**Short problem**
Which lines in the rows below contain the word "sleeve" with its case matched? Copy each such line.

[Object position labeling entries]

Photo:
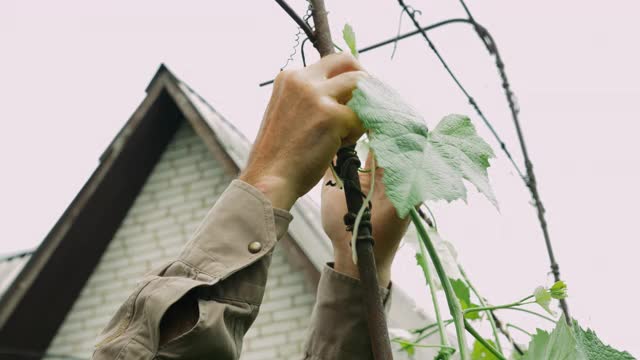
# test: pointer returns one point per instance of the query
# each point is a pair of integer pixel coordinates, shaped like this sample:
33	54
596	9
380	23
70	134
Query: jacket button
255	247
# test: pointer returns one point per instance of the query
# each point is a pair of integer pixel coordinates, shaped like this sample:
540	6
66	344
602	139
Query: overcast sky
72	72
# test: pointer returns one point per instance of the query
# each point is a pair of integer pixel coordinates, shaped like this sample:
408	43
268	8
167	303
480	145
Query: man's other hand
305	124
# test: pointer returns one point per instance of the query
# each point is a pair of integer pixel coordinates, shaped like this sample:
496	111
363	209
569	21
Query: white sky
71	73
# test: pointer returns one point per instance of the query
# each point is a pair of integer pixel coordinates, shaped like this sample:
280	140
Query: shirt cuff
241	228
339	324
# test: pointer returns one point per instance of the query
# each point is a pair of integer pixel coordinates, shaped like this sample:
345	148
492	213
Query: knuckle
290	78
349	60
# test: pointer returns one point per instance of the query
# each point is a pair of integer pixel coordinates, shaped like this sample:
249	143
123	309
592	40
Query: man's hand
388	229
305	124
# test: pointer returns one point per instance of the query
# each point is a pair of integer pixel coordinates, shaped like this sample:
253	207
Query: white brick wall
179	192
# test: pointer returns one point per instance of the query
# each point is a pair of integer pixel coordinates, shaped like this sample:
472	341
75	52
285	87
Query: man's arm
201	304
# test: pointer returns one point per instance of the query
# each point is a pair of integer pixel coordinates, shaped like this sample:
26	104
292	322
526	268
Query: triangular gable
36	303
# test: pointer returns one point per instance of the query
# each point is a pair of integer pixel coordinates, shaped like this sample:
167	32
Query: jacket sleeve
223	268
338	328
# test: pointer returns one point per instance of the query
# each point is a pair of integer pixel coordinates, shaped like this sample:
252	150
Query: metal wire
411	12
530	179
297	36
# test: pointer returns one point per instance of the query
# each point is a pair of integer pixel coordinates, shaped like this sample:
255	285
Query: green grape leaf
592	348
560	344
571	343
349	37
482	353
463	294
420	164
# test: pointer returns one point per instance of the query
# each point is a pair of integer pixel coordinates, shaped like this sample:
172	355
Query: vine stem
533	313
482	341
483	303
520	329
434	298
404	342
365	204
497	307
452	300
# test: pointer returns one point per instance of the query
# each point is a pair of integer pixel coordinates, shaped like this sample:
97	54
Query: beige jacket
224	268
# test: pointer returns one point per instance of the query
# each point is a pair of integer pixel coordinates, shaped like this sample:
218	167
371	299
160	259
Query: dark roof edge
40	256
17	254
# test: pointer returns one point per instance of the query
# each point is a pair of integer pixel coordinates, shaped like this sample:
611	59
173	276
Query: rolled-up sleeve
338	328
224	266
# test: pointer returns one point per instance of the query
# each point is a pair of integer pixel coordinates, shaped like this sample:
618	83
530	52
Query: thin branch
390	41
471	100
301	23
530	179
481	340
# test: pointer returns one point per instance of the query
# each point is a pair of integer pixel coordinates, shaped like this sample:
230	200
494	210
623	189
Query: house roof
10	267
86	228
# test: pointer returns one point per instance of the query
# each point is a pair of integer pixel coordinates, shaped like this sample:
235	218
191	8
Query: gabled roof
57	271
10	267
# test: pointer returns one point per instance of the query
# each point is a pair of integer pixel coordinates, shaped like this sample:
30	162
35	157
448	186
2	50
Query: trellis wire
529	179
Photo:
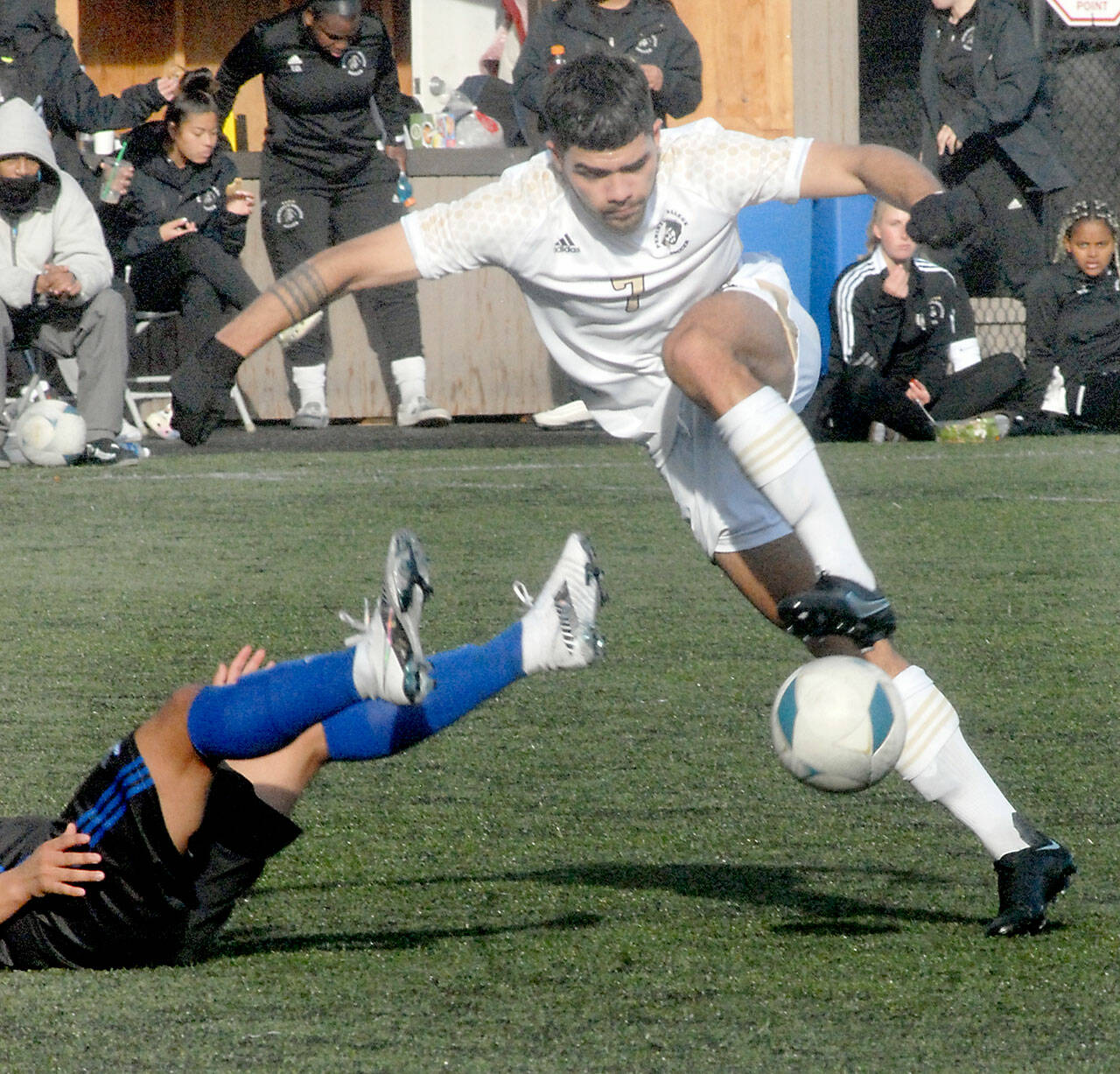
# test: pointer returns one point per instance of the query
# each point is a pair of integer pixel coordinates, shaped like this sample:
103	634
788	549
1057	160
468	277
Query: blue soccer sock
464	677
266	710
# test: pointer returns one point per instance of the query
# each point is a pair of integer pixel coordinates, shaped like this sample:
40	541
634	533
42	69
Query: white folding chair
139	389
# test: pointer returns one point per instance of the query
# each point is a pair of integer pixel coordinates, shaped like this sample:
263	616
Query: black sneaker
1029	880
108	453
838	606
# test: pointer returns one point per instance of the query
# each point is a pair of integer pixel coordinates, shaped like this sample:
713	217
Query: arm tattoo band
301	291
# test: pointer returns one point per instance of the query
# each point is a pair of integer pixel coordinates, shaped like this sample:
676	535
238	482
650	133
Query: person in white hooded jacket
55	272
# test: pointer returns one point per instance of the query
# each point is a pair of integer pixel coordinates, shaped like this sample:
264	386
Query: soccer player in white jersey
624	240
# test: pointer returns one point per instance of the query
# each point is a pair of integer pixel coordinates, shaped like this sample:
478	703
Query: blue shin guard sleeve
464	678
268	709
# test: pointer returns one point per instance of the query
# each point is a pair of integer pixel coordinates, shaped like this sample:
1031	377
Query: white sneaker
574	413
294	333
388	660
559	628
421	411
312	416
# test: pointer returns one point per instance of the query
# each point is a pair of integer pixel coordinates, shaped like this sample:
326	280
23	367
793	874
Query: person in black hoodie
986	125
650	32
332	92
904	351
39	64
1073	329
183	223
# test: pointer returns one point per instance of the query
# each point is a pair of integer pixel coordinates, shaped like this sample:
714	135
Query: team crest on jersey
354	62
668	235
289	215
934	313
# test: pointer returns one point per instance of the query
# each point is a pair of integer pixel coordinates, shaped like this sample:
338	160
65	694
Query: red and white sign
1088	12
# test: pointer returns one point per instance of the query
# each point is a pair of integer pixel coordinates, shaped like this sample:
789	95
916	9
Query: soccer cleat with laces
312	416
559	630
421	412
1028	881
388	660
838	606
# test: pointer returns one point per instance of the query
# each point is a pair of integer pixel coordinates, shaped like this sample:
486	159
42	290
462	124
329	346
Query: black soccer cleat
1028	881
838	606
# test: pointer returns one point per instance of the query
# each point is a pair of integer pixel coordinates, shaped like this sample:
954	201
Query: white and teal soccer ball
838	724
51	432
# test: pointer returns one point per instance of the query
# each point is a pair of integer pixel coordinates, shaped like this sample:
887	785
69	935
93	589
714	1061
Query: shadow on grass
768	886
239	942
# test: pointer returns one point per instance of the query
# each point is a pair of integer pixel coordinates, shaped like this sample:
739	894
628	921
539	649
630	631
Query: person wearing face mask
55	272
332	92
38	63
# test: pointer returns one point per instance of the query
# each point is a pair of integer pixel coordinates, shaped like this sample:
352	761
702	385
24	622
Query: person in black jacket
1073	329
987	125
650	32
332	89
904	351
184	217
39	64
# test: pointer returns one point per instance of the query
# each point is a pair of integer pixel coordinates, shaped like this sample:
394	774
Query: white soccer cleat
559	628
388	660
421	412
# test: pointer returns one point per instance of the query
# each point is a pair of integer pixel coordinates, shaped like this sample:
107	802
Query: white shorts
727	513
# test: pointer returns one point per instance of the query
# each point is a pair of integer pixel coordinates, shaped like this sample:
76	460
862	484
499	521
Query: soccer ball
51	432
838	724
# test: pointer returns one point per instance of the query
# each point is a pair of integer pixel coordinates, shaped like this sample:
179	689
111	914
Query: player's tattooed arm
301	291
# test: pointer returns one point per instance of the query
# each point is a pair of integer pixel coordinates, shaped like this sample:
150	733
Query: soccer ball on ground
51	432
838	724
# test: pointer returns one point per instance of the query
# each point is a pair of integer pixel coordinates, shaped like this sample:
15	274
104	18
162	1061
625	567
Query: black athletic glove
200	390
944	219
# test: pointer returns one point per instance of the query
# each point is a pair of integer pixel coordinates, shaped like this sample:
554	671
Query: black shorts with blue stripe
155	906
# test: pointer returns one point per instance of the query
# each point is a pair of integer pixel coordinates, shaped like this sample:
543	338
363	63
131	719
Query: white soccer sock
311	382
779	456
410	376
939	764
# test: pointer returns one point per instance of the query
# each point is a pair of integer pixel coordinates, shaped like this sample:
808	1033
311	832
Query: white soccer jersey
602	301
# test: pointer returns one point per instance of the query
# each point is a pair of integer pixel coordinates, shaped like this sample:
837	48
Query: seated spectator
1073	331
55	281
183	221
904	349
648	32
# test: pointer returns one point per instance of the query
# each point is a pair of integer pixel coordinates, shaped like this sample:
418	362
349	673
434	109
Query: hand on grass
247	661
57	867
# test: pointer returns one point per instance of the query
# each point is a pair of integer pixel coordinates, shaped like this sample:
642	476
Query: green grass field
597	872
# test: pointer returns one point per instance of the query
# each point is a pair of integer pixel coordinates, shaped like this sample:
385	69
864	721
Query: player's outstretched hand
247	661
60	866
944	219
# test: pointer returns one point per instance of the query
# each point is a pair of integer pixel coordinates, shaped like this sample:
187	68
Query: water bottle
404	195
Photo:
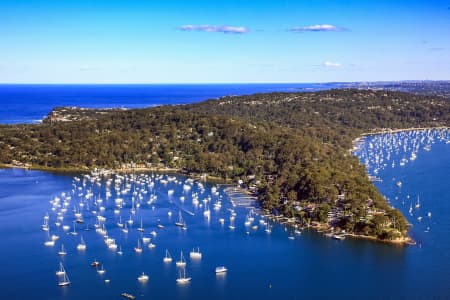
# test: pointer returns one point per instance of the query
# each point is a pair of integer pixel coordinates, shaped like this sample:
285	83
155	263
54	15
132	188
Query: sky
233	41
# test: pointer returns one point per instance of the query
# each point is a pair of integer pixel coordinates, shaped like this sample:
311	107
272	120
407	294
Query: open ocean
31	103
261	265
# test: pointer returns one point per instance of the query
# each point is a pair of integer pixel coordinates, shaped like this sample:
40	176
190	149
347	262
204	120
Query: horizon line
211	83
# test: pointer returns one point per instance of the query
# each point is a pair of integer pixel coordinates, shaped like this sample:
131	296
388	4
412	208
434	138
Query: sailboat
167	258
196	254
62	251
140	229
180	222
138	248
130	221
61	270
120	224
63	278
101	271
231	226
74	232
143	277
182	276
182	261
82	245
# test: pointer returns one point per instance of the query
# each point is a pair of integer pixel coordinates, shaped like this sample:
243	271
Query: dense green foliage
290	147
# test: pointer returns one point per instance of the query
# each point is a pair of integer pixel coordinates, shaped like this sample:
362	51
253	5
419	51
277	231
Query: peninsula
290	149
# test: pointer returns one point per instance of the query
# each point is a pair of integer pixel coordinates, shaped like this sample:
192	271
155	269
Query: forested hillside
291	148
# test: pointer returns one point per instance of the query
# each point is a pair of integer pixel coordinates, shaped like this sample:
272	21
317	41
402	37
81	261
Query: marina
234	233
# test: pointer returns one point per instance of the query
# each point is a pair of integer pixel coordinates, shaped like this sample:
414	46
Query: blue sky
180	41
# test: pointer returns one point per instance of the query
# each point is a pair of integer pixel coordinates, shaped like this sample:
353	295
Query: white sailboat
138	248
221	269
182	261
61	270
143	277
62	251
182	277
120	224
195	254
168	257
74	232
101	271
63	279
82	245
141	228
180	222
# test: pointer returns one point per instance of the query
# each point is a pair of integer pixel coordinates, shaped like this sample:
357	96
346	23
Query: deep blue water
31	103
261	265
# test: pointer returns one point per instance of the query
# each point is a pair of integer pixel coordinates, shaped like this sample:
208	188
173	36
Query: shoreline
317	227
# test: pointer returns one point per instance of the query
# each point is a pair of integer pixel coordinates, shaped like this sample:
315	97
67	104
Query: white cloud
332	64
215	28
316	28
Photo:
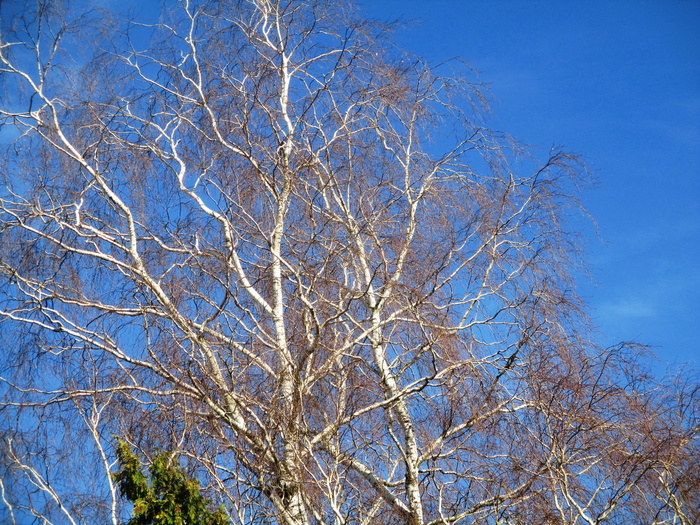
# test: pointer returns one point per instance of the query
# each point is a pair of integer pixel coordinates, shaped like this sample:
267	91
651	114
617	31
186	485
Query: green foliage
171	498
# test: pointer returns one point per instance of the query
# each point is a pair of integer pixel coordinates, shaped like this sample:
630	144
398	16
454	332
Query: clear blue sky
619	82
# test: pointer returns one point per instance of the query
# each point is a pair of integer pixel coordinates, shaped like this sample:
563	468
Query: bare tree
258	234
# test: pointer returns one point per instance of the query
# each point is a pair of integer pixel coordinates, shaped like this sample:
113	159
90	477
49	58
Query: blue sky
618	82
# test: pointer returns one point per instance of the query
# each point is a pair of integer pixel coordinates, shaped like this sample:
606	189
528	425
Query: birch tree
257	234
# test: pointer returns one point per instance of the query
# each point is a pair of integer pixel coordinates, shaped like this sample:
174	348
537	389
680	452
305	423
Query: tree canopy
258	235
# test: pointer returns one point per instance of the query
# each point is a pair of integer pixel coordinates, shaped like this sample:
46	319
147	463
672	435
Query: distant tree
171	497
256	234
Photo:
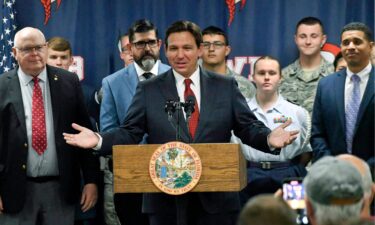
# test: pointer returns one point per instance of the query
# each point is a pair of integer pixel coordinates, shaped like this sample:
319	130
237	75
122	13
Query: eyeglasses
142	44
125	50
216	44
27	50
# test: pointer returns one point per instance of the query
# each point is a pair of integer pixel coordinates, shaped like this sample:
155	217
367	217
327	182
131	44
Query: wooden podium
223	168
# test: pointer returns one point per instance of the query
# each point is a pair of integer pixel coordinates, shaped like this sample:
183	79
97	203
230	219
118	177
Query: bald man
39	172
368	185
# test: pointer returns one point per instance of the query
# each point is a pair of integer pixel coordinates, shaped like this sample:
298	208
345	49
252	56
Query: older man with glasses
118	91
216	48
125	53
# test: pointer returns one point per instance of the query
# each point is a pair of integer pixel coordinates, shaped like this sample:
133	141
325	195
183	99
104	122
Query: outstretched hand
86	138
280	138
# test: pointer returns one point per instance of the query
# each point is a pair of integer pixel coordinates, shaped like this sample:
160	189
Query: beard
148	63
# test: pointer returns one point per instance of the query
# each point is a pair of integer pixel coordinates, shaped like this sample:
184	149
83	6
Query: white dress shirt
140	71
45	164
364	75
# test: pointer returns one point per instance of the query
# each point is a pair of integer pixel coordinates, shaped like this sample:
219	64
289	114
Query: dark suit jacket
68	107
328	123
223	109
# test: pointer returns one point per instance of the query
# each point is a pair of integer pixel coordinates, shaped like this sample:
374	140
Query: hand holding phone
294	195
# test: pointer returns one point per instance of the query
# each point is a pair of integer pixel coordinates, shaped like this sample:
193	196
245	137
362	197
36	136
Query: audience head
125	53
215	46
339	62
334	191
267	75
144	43
356	45
266	209
309	36
30	50
183	47
59	53
368	185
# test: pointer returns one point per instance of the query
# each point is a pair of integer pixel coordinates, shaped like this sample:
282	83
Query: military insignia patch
281	119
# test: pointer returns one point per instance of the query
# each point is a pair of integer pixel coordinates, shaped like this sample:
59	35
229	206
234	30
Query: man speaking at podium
219	109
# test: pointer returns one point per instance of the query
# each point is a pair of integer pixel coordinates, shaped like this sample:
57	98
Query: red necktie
193	122
38	121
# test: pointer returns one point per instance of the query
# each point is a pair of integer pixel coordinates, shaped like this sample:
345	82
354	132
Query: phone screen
294	194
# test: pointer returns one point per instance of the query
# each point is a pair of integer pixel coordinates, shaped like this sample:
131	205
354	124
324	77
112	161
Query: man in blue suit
343	115
118	91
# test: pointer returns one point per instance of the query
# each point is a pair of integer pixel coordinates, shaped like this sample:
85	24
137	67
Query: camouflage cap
332	181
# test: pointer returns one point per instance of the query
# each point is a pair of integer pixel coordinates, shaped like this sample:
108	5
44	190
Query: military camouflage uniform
246	87
300	88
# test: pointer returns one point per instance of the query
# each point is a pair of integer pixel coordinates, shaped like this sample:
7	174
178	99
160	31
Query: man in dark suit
221	108
39	172
118	91
343	116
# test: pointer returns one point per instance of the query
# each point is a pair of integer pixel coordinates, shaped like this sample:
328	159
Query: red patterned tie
194	119
39	139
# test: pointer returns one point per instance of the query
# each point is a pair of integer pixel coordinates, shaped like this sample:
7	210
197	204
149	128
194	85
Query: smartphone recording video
294	194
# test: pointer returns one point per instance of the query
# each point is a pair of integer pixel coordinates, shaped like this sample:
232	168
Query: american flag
7	30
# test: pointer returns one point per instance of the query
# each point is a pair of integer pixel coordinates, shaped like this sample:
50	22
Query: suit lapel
167	85
131	79
55	92
16	98
340	98
367	97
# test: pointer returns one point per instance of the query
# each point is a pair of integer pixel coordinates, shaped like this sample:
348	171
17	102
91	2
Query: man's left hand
280	138
89	197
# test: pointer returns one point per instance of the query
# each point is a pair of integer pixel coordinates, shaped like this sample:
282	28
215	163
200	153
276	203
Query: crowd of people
312	119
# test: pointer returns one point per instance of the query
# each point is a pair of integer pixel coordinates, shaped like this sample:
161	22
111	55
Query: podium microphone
170	107
189	106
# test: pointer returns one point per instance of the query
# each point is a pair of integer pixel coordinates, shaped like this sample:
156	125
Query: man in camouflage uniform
215	50
300	79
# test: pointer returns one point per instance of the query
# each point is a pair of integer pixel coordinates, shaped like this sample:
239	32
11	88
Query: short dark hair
182	26
267	209
360	27
216	30
59	44
337	59
141	26
310	21
267	57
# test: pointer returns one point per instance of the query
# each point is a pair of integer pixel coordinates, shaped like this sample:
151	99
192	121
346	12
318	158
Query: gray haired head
332	181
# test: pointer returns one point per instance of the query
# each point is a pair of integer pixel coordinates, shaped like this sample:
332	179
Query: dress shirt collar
194	78
140	71
26	79
362	74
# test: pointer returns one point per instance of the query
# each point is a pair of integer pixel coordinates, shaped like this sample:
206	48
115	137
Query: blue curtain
261	27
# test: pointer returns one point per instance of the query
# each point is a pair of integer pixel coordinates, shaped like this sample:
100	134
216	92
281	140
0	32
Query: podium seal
175	168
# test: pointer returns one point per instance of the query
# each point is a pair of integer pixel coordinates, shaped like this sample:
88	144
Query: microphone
170	107
189	106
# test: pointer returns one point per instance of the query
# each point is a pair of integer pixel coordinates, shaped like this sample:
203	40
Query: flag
7	30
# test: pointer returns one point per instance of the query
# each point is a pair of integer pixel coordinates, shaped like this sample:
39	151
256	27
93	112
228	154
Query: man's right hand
86	138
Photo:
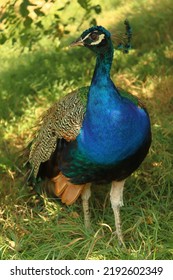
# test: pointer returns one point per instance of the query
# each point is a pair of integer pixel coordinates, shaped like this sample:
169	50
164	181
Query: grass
35	227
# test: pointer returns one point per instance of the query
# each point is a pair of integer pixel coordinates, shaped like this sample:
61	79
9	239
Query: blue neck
110	120
103	66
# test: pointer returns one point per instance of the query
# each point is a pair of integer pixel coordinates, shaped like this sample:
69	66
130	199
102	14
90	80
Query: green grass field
38	227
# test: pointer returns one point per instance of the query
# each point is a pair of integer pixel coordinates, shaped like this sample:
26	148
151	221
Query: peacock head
96	38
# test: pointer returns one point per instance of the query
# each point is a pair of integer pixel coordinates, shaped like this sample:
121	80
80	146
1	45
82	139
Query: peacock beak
78	42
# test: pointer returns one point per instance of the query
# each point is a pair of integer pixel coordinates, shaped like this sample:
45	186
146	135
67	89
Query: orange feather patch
67	191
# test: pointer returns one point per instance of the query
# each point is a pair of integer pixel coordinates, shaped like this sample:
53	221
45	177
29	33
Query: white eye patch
100	38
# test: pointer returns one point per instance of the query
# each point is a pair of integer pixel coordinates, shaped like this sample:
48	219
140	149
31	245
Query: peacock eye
94	36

**Response to this task**
Query: jacket sleeve
Query: rolled-up sleeve
Query: blue shin guard sleeve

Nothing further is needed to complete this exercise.